DATA RECORDS: Begin
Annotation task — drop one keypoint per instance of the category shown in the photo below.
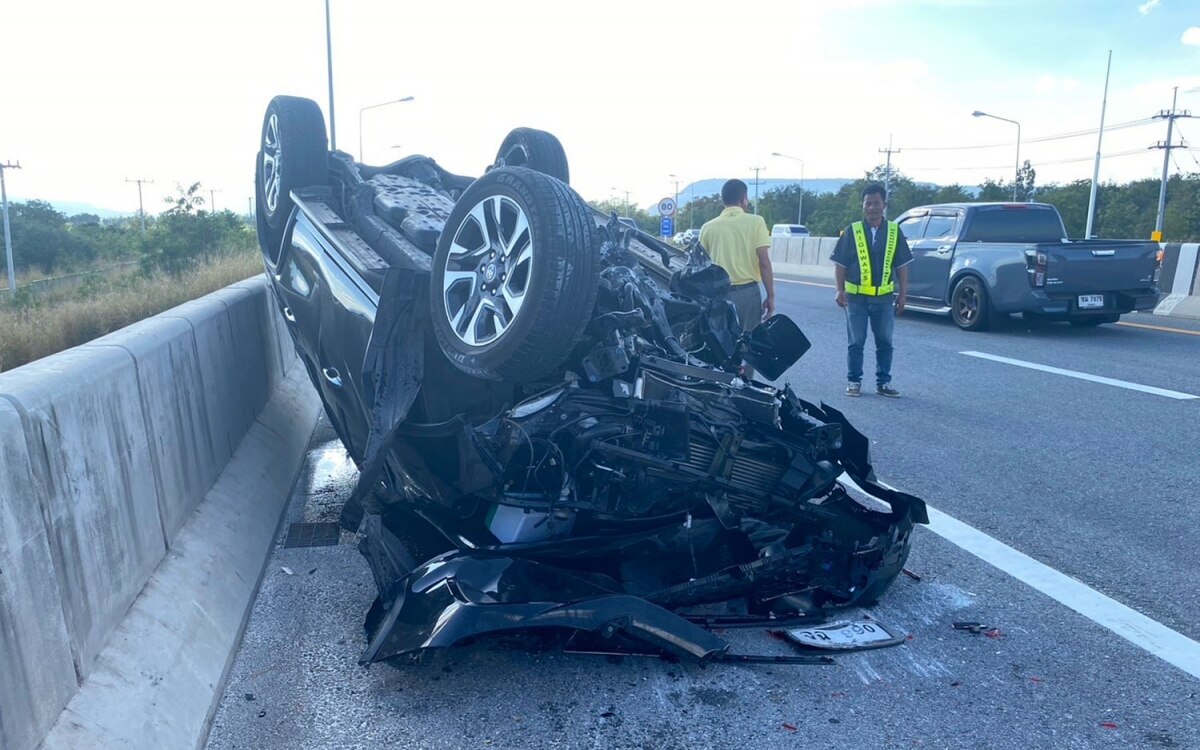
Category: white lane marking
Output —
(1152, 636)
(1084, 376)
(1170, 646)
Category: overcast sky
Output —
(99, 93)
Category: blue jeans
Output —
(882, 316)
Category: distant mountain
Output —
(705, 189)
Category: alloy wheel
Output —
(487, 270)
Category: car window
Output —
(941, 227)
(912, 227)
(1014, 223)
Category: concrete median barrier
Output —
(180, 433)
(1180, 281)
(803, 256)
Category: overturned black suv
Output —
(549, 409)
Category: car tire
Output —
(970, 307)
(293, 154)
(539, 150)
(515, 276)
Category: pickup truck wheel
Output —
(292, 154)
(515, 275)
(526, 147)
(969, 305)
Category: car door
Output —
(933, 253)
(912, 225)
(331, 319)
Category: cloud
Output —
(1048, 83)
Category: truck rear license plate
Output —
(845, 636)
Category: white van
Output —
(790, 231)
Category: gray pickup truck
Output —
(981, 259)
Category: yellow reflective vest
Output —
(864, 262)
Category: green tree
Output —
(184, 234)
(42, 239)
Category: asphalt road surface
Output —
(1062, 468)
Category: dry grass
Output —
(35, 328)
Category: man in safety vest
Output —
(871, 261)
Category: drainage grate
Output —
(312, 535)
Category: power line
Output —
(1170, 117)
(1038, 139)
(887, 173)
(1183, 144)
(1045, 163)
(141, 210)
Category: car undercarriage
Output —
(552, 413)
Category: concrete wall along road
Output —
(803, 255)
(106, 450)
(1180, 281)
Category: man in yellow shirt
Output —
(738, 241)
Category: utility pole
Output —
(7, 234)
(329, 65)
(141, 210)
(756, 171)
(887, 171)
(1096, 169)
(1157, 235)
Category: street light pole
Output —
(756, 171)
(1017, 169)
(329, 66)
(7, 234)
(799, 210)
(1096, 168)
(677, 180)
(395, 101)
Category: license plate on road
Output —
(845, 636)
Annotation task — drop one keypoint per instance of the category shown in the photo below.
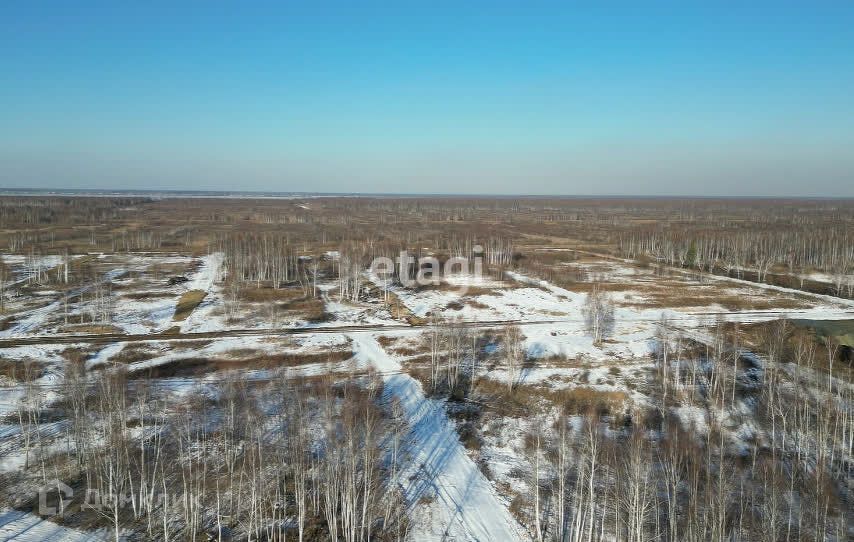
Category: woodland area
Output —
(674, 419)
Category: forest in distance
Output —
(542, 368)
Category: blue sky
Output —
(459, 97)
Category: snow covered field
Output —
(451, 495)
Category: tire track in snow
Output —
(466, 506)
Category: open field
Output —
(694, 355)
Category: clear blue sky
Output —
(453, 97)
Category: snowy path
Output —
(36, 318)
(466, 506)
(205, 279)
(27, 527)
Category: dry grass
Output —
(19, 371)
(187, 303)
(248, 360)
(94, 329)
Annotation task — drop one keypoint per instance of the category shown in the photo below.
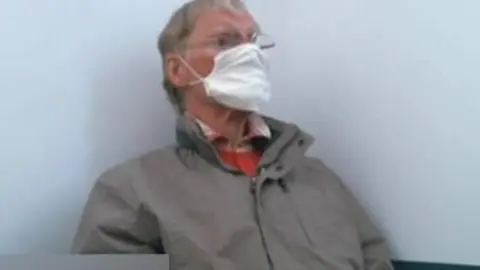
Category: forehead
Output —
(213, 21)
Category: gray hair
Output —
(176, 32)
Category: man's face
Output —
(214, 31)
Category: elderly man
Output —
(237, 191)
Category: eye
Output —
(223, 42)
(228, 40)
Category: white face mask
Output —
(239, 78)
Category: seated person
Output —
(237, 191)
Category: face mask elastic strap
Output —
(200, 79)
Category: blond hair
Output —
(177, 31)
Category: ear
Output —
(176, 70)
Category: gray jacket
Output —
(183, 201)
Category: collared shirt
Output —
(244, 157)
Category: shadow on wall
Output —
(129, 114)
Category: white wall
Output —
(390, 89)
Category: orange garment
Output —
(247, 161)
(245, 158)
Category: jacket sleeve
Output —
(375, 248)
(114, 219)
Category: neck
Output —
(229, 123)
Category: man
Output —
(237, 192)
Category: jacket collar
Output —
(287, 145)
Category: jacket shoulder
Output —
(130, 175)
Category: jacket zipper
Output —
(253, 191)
DATA RECORDS: End
DATA RECORDS: Begin
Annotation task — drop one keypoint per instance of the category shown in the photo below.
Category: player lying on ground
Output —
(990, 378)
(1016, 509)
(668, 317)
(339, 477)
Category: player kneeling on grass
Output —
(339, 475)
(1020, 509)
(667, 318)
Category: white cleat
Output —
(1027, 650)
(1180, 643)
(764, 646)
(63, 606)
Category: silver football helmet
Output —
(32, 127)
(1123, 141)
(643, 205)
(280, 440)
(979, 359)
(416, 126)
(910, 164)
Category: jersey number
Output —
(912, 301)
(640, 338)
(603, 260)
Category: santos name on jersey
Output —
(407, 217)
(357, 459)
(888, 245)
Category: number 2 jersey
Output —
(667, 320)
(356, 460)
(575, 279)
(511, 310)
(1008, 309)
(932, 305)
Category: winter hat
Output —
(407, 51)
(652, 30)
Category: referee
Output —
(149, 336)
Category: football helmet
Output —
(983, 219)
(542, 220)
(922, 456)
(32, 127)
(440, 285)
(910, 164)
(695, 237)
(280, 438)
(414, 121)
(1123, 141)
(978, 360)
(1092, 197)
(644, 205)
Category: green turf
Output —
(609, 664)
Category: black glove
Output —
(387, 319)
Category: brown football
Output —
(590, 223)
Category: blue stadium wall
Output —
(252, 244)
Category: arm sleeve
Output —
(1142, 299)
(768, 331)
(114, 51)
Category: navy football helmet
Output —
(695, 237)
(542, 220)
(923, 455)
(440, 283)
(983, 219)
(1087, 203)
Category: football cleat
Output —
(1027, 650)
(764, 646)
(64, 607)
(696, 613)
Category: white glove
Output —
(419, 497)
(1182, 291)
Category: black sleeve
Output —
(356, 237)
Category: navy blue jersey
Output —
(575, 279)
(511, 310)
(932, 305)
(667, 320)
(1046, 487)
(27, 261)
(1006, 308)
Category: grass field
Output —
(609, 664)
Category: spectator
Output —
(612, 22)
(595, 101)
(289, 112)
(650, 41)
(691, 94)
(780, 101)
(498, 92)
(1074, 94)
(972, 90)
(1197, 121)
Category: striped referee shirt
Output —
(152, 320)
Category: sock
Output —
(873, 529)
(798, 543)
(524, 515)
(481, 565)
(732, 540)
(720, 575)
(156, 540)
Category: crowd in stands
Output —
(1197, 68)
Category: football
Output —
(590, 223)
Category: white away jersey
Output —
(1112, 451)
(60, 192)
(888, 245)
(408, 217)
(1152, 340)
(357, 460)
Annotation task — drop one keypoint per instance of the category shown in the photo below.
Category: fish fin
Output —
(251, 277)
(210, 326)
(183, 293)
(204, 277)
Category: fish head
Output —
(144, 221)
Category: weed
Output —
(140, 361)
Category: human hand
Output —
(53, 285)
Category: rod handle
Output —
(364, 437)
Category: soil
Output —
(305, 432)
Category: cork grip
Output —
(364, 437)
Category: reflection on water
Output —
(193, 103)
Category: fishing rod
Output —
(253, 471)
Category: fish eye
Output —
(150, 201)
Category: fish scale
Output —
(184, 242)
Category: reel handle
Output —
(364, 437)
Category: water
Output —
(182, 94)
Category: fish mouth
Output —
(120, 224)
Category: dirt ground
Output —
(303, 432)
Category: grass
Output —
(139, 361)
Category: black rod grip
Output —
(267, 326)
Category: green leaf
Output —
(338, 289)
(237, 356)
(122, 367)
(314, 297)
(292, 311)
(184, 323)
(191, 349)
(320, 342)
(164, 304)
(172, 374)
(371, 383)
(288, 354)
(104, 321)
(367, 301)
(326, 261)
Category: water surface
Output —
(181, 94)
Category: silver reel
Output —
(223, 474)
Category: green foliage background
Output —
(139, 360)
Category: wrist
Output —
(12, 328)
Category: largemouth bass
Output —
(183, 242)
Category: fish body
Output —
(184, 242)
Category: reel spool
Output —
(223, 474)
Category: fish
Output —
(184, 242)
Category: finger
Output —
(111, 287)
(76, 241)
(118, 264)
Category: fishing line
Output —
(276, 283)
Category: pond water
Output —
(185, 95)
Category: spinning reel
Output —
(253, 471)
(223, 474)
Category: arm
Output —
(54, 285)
DATA RECORDS: End
DATA RECORDS: Begin
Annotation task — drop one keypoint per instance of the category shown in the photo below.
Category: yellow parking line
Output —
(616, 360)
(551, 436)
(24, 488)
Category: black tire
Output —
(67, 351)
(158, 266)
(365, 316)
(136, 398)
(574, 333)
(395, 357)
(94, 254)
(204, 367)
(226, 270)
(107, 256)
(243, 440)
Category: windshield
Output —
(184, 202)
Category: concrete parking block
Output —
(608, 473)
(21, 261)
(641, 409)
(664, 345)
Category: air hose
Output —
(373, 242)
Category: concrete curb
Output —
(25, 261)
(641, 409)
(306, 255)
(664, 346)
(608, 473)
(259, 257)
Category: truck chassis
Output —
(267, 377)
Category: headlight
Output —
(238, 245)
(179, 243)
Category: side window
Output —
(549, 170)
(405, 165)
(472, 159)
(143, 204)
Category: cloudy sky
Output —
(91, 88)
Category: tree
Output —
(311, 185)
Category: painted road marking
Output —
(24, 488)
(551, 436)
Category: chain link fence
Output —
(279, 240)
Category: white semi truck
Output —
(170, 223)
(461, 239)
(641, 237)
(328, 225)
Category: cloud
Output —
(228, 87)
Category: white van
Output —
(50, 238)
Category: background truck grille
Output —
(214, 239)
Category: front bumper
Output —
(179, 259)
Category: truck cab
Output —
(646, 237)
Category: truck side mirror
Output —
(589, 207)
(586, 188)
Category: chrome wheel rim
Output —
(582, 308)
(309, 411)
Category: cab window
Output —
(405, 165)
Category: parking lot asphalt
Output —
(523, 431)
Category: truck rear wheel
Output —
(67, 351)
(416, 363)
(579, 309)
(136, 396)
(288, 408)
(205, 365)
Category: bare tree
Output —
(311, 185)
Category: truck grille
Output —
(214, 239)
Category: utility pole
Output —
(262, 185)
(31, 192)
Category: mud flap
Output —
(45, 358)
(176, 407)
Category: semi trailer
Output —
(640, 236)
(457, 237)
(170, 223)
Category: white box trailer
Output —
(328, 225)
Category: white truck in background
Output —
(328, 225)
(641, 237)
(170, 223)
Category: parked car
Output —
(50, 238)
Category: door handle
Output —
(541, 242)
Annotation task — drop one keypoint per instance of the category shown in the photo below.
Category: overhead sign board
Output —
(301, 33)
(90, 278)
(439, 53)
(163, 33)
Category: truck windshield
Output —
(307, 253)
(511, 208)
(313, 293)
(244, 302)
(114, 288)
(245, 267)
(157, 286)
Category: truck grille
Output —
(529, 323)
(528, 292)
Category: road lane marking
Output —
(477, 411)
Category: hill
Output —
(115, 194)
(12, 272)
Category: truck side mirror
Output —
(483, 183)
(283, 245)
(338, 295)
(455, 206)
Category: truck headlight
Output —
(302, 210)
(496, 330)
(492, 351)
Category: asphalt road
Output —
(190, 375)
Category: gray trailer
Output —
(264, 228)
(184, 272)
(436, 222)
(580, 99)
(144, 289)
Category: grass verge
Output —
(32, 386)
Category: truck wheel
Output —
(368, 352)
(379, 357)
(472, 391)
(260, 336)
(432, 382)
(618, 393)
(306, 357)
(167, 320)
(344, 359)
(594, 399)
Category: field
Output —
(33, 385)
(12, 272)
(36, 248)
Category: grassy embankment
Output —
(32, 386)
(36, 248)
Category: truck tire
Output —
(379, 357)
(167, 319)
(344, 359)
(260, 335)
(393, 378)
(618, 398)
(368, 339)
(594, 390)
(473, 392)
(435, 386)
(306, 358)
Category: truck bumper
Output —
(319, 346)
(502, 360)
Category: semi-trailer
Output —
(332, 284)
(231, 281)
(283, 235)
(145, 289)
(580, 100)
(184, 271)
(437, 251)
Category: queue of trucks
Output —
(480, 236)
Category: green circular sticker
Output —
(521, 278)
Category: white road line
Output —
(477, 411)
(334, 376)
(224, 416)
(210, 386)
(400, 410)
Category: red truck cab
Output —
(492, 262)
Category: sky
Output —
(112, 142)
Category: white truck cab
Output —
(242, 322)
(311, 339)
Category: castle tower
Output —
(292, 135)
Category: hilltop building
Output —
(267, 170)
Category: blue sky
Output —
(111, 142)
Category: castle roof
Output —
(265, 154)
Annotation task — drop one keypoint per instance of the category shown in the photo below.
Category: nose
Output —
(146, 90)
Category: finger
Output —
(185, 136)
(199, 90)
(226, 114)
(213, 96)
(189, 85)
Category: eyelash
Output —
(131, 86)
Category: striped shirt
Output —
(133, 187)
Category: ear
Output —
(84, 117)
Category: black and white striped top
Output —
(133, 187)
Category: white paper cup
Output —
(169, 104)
DATA RECORDS: End
> **ABOUT THIS TASK**: Check every line above for the string "rear", and copy the ones that have it.

> **EXERCISE OUTPUT**:
Category: truck rear license plate
Category: truck rear wheel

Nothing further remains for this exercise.